Copy the data below, changing "eyebrow" to "ear" wherever it appears and leaving everything else as it stands.
-------- Material shown --------
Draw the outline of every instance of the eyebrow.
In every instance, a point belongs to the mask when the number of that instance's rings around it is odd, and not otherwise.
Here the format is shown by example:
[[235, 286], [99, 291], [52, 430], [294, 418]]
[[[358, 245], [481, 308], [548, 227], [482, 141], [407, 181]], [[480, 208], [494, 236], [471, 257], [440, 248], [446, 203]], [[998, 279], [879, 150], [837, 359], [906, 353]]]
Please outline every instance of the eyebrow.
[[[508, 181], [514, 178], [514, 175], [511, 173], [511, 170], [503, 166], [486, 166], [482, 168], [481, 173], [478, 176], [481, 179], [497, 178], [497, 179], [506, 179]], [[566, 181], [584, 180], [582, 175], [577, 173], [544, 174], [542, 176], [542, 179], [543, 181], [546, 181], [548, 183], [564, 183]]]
--------
◆ Response to this task ◆
Draw the outline of every instance of the ear.
In every instance, a point belongs to the mask when the number of that instance's rings around it is odd, and not otherwise.
Here the format is shown by example:
[[235, 286], [99, 291], [52, 430], [294, 418]]
[[[358, 245], [481, 308], [548, 227], [482, 141], [407, 181]], [[480, 208], [494, 236], [471, 257], [440, 248], [446, 203]], [[998, 279], [879, 150], [837, 359], [906, 353]]]
Please outline every instance of the ear.
[[[508, 181], [514, 178], [514, 175], [511, 173], [511, 170], [503, 166], [486, 166], [482, 168], [481, 173], [478, 176], [481, 179], [497, 178], [497, 179], [506, 179]], [[566, 181], [584, 180], [582, 175], [577, 173], [544, 174], [542, 176], [542, 179], [543, 181], [546, 181], [548, 183], [564, 183]]]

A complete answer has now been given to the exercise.